>>>>>

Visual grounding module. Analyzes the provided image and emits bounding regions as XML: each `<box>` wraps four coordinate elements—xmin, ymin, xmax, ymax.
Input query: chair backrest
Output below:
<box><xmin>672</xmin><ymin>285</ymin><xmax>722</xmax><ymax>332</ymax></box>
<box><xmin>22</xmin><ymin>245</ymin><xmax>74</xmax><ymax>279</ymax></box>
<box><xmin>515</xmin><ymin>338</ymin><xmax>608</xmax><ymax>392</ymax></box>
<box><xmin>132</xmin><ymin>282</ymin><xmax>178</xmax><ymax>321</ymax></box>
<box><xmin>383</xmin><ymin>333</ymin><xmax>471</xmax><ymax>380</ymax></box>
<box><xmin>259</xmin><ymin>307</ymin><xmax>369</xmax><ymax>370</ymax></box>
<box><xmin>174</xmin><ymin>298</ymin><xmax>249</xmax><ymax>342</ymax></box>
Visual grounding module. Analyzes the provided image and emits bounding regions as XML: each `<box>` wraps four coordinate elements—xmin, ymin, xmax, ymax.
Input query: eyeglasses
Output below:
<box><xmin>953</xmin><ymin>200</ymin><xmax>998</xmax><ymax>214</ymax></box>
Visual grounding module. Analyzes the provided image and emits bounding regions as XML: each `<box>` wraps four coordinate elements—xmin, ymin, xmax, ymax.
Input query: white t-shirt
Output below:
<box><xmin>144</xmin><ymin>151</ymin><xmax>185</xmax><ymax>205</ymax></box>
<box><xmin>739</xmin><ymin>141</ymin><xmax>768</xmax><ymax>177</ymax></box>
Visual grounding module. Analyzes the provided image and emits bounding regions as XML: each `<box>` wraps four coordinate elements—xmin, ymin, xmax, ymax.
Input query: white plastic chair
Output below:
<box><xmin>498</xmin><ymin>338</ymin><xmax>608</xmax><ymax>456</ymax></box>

<<<<<

WHAT NEEDS TO BE DONE: Rewrite the entire listing above, replacing "Input query" with "Target label" everywhere and leaving every other character unchanged.

SOLUTION TO THIS TASK:
Visual grounding module. Analyzes the provided image and emits bounding regions as XML: each `<box>` wraps four coordinate elements—xmin, ymin, xmax, ymax.
Target label: chair backrest
Output below:
<box><xmin>672</xmin><ymin>285</ymin><xmax>722</xmax><ymax>332</ymax></box>
<box><xmin>22</xmin><ymin>245</ymin><xmax>74</xmax><ymax>279</ymax></box>
<box><xmin>515</xmin><ymin>338</ymin><xmax>608</xmax><ymax>392</ymax></box>
<box><xmin>132</xmin><ymin>282</ymin><xmax>178</xmax><ymax>321</ymax></box>
<box><xmin>383</xmin><ymin>333</ymin><xmax>471</xmax><ymax>380</ymax></box>
<box><xmin>259</xmin><ymin>307</ymin><xmax>369</xmax><ymax>370</ymax></box>
<box><xmin>174</xmin><ymin>298</ymin><xmax>249</xmax><ymax>342</ymax></box>
Visual grounding module. Analyzes the provided image and emits bounding regions as XML: each `<box>` wraps four coordinate elements—xmin, ymin, xmax, ymax.
Target label: eyeglasses
Output below:
<box><xmin>953</xmin><ymin>200</ymin><xmax>998</xmax><ymax>214</ymax></box>
Visual grounding module. Analyzes the provided image and emits bounding regions as XML: each `<box>` wraps four coordinate elements—xmin, ymin, xmax, ymax.
Target label: white t-shirt
Output below:
<box><xmin>144</xmin><ymin>151</ymin><xmax>185</xmax><ymax>205</ymax></box>
<box><xmin>739</xmin><ymin>141</ymin><xmax>768</xmax><ymax>177</ymax></box>
Visual grounding module. Analyzes the provided image and emits bounding regions as XML: each `<box>` wraps four coordinate elements—xmin, ymin, xmax, ymax.
Target label: white plastic chair
Output below:
<box><xmin>498</xmin><ymin>338</ymin><xmax>608</xmax><ymax>456</ymax></box>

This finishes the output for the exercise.